Problem statement: Count how many lines in the entries below contain the string "leaf", matching case exactly, and give only that number.
^^^^^^^^^^^^^^^^
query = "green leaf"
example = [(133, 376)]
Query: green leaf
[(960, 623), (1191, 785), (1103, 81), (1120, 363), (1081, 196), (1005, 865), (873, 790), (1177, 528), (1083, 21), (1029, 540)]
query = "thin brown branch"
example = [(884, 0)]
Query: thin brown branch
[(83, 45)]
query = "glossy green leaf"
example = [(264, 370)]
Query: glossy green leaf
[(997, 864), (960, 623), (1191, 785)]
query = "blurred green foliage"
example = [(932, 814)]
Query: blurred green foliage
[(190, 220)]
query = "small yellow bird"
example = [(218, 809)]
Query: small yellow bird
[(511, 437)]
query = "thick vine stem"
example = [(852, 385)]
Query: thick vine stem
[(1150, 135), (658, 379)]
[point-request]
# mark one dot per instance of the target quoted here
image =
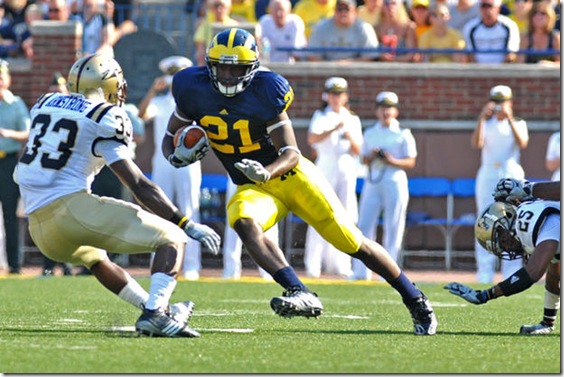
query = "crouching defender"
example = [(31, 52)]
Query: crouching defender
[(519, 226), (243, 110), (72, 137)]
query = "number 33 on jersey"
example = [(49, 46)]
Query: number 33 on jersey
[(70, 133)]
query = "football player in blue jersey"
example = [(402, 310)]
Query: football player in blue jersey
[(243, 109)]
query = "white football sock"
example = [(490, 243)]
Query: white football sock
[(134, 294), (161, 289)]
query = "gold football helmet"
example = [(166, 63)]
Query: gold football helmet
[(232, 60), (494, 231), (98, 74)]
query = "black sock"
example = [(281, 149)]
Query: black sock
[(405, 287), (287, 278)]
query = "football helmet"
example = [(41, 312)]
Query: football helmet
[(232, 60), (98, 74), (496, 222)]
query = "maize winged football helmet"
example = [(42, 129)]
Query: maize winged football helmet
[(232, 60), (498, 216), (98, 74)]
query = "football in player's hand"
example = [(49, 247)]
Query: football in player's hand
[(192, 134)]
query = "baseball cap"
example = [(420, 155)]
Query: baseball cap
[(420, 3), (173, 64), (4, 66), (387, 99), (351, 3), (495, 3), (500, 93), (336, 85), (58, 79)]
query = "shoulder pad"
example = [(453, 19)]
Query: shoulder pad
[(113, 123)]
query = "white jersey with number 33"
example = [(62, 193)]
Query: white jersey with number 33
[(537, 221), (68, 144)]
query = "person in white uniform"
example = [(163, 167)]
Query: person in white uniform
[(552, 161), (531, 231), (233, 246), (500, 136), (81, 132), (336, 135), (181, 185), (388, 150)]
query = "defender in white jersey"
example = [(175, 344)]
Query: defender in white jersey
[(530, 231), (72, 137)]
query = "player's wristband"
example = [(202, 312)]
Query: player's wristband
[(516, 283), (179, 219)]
^^^^^^^^^^^^^^^^
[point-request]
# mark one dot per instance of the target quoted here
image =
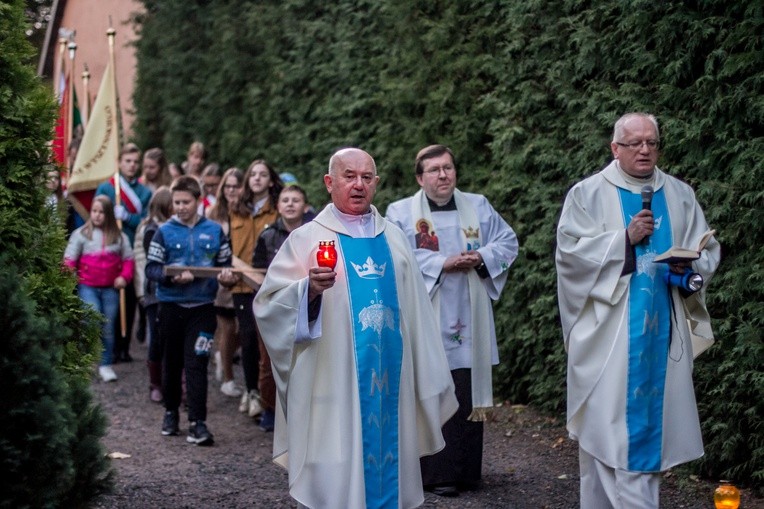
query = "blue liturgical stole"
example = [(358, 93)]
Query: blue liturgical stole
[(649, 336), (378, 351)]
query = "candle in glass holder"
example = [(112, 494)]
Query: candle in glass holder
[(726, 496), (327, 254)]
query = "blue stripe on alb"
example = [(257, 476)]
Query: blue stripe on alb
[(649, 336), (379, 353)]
^^^^^^^^^^^^^^^^
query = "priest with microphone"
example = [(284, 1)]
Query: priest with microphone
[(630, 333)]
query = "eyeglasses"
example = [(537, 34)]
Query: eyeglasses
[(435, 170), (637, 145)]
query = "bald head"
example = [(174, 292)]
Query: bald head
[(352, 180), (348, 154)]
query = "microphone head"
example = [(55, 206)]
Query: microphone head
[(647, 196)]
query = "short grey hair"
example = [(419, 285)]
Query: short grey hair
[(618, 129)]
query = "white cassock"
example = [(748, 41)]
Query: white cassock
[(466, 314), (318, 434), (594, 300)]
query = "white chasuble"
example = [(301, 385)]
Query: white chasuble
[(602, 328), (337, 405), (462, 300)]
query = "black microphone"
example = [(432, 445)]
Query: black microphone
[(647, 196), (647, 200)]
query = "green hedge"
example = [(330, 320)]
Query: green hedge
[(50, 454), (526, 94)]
^^^^^^^^^^^^^^^^
Full output: 4